> _Things to do_
- A) In the passage on gender differences in literacy achievement, how large is the vocabulary gap between girls and boys at two years of age?
- B) From the passage on gender differences in literacy achievement, extract everything from "Moreover, it is" down to "to their children.".

> _Source extract_
There are many views on the reasons for the gender differences in literacy achievement. Many educationists are of the opinion that the steady performance of girls in literacy achievement can be attributed to their biological as well as cognitive factors. They observe that the biological development of girls takes place at a faster rate than that of boys. Similarly, the cognitive factors also develop earlier in the girls. As these two factors are important for good reading skills, girls naturally outdo boys of the same age group in such tests (Halpern, 2006).
Moreover, it is widely observed that language learning ability and vocabulary enhancement is more efficient in girls than in boys of the same age group. In fact, it was demonstrated by Huttenlocher, Height, Bryk, Seltzer and Lyons in 1991 that the vocabulary difference between sixteen month-old girls and boys is about 13 words more on the girls’ side and this gap keeps increasing steadily until at two years of age, there is a one hundred and fifteen word gap. Their study also brought out the surprising fact that the amount of words spoken by the mothers to their children.

> _Records supplied_
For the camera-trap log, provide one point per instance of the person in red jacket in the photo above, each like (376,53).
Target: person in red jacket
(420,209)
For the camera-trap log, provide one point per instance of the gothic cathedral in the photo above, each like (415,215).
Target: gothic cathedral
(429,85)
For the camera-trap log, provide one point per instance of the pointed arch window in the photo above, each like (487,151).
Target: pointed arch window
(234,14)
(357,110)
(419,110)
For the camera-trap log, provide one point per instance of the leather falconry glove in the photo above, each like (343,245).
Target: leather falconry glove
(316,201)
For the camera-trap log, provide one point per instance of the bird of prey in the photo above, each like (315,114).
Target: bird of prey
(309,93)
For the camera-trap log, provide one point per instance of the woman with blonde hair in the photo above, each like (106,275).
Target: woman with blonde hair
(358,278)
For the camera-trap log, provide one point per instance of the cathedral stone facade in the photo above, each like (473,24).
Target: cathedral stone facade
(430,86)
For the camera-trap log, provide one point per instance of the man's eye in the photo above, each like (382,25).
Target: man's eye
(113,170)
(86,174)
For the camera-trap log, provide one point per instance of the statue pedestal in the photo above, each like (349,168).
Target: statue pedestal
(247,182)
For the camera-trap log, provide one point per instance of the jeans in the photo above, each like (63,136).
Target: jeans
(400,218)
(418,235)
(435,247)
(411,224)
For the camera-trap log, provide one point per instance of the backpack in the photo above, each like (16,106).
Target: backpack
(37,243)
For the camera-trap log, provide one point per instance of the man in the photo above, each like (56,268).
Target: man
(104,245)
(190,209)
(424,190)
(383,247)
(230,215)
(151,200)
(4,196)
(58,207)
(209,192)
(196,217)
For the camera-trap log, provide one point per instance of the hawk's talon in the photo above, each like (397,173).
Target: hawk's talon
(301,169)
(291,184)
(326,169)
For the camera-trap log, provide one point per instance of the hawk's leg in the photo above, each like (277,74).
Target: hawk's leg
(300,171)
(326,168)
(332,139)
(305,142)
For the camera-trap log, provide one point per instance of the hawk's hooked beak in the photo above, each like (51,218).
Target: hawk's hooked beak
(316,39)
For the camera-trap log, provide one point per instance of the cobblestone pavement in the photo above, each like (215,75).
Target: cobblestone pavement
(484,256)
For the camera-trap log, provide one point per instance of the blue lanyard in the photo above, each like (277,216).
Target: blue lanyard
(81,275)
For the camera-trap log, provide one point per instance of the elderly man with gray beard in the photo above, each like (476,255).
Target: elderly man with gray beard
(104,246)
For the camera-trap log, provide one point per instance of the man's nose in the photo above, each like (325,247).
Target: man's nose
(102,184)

> _List of solutions_
- A) One hundred and fifteen words, in the girls' favor.

- B)
Moreover, it is widely observed that language learning ability and vocabulary enhancement is more efficient in girls than in boys of the same age group. In fact, it was demonstrated by Huttenlocher, Height, Bryk, Seltzer and Lyons in 1991 that the vocabulary difference between sixteen month-old girls and boys is about 13 words more on the girls’ side and this gap keeps increasing steadily until at two years of age, there is a one hundred and fifteen word gap. Their study also brought out the surprising fact that the amount of words spoken by the mothers to their children.